Activity ::
Write out all of the entries that follow, word for word, but skip the pictures.

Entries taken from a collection
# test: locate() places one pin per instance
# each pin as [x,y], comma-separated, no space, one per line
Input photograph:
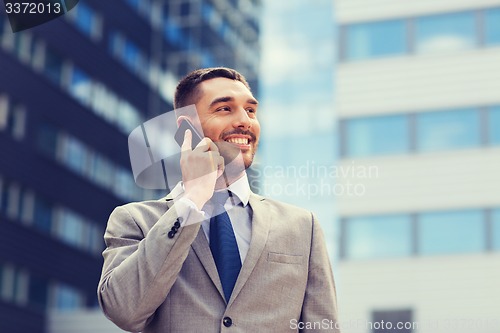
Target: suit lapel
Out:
[202,250]
[260,230]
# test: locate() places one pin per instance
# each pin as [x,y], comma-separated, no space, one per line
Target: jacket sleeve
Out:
[320,301]
[139,271]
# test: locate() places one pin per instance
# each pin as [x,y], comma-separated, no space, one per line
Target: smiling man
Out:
[251,265]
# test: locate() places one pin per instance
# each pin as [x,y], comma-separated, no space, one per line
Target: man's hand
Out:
[200,169]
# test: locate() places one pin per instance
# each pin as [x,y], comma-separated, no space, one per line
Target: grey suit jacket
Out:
[153,283]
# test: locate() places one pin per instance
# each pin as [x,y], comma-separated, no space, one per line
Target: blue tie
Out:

Expected answer ::
# test: locate() places one pin per instance
# each pin as [x,y], comma-separated, no space, one per line
Input photograph:
Target: suit lapel
Out:
[202,250]
[260,230]
# test: locate() places one pin per instance
# each pin as [x,y], comma-separated, no space, one per line
Target: jacket sleeve
Out:
[320,301]
[139,271]
# test: locate() places one pin per instance
# each pin as [x,y], comma-separated, no space, one per line
Target: smiling man
Out:
[251,265]
# test: locate() places one pin per instance
# each pin as [x,y], comma-separated, no space, one per line
Target: man's hand
Out:
[200,169]
# test: locate() places one pin per instance
# each pin as [x,y], comma-separated, no space, one per line
Target: grey suit jacket
Out:
[153,283]
# test: locate() places one pin per instance
# each pin as [x,y], comma-separated, no space, one per line
Target: blue tie
Out:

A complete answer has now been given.